• _EXTRACT_:
-=-=-=-=-

Eddie Izzard on Edinburgh, the Fringe and his memoir

A chat with Eddie Izzard as he races into the Edinburgh International Conference Centre with his new memoir Believe Me

Feature by Ben Venables | 05 Jul 2017

From the verbal dexterity of his shows to his prolific marathon running, Eddie Izzard is a hard man to keep up with; that's not to even mention his political passions and film output. It'd be easy to think it has always been this way. On first impression, his early childhood seems quite nomadic. The family following his father's career with BP – from what was then the British colony of Aden, to Northern Ireland and Wales. Might this help explain why Izzard today always seems on the go?

"I wouldn't term it like that," he says. "Initially, we were on the move, which was related to Dad's work. But, once we got to 1969, and moved to Bexhill, we were there for 11 years." 

Izzard offers a less romantic childhood explanation for his perpetual motion. Simply put: he grew out of travel sickness: "I used to throw up everywhere. My motion sickness problem just went on and on and on. Then in my late teens I seemed to get better. When I wasn't feeling ill I was overjoyed. The idea I could have a meal, a glass of wine and look out the window was fantastic."

His new memoir Believe Me: A Memoir of Love, Death and Jazz Chickens evolved from the documentary Believe: the Eddie Izzard Story. During that film, Izzard identified the real source of his constant drive – the loss of his mother, when he was only six. In a moment of self-revelation, he said: 'I keep thinking that if I do all these things, and keep going and going, then... she'll come back.' 

The book is full of tender moments, and especially of love; love for his father and brother come through on every page. There is a brief, idyllic time before his mother's death, when the family were all together in County Down. "That was where we were happiest," he says.  

The recurring patterns of Izzard's life come from his determination. As soon as he works out a way round some obstacle, time and again he masters the field. One example is on the school football pitch. Just from seeing how to block an attacking pass while training, it unlocks a whole world of unknown confidence and potential. Izzard soon goes from no-hoper to the first team. Today, he performs stand-up in several languages, despite having little more than high school French to go on when he set himself that aim. And he'd never run a marathon before taking on 43 in 51 days in 2009.

-=-=-=-=-

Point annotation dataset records
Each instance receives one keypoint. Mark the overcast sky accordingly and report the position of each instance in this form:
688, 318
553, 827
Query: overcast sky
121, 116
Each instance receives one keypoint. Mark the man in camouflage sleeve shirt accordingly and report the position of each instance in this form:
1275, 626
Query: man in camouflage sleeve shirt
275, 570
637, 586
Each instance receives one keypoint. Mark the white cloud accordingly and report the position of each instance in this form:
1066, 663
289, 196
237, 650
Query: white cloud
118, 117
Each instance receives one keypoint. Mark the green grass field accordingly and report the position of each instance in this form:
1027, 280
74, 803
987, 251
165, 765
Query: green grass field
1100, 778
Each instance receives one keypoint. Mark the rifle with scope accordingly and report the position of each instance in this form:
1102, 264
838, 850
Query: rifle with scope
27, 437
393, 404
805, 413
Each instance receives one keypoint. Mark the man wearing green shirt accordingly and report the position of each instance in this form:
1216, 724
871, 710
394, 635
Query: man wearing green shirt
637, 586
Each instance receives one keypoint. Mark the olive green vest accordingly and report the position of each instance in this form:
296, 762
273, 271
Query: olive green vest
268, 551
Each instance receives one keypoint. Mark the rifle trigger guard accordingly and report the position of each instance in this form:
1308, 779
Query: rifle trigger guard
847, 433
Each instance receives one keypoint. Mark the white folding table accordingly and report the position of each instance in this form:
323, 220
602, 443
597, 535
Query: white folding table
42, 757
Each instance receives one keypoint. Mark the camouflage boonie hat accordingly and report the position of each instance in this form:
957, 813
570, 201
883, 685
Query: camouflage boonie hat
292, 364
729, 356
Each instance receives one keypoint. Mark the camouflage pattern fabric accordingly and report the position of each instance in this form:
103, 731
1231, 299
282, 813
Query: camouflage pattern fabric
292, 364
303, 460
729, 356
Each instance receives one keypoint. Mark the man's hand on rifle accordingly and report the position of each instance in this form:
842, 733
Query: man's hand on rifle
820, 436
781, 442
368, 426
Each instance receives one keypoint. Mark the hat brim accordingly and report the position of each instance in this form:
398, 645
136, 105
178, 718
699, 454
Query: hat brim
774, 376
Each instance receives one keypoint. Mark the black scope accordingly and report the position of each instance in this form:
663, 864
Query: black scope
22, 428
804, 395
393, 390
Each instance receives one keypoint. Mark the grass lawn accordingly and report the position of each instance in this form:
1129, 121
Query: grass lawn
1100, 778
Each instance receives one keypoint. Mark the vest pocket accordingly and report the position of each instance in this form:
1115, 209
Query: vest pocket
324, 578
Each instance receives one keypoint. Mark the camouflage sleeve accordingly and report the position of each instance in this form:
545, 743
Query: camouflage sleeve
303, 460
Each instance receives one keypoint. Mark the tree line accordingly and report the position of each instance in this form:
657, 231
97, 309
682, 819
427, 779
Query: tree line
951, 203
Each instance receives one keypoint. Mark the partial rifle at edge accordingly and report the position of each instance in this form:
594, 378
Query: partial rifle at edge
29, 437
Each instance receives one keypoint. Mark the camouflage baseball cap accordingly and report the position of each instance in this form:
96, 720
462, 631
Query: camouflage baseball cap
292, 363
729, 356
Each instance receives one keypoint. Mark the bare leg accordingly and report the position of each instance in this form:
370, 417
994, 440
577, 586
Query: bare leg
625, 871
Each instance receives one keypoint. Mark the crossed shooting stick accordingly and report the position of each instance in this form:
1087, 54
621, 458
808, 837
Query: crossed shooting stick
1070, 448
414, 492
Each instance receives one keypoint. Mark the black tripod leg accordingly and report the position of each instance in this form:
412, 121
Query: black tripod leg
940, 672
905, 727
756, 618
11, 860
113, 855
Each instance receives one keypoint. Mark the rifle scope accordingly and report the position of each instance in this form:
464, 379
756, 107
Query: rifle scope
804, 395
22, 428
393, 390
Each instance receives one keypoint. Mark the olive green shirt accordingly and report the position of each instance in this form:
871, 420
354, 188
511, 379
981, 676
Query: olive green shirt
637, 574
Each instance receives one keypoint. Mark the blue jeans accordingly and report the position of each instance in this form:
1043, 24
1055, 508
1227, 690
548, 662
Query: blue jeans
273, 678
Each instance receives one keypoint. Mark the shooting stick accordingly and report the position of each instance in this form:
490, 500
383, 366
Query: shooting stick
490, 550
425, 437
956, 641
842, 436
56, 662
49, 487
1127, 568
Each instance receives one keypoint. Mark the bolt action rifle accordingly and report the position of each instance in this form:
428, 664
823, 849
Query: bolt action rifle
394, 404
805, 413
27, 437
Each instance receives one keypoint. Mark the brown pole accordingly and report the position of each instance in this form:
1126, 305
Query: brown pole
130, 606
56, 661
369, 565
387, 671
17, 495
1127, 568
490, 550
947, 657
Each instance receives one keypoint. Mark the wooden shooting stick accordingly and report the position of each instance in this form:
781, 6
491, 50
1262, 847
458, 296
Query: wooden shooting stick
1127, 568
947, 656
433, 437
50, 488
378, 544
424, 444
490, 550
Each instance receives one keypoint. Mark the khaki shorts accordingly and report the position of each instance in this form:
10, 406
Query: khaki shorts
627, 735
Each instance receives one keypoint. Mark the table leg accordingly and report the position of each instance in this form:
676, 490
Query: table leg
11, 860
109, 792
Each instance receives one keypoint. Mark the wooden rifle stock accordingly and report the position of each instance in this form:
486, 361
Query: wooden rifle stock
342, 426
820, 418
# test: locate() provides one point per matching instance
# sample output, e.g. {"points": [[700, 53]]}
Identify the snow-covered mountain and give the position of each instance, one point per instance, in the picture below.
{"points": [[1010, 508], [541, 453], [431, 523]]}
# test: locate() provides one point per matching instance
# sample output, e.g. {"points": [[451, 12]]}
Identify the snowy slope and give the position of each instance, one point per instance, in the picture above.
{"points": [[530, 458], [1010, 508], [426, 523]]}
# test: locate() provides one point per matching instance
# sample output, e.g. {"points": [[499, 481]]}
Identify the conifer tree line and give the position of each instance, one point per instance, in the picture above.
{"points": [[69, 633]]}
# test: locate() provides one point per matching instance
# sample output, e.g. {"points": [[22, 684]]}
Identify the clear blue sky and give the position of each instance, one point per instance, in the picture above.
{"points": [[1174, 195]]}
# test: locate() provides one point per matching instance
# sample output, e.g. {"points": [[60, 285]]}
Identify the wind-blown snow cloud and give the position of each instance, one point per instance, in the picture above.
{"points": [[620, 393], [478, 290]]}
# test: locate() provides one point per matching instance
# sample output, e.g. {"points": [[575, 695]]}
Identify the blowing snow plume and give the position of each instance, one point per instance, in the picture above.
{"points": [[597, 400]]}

-=-=-=-=-

• _DO THIS_:
According to the Eddie Izzard feature, how many marathons did he run in 51 days in 2009?

• _WRITTEN SOLUTION_:
43 marathons.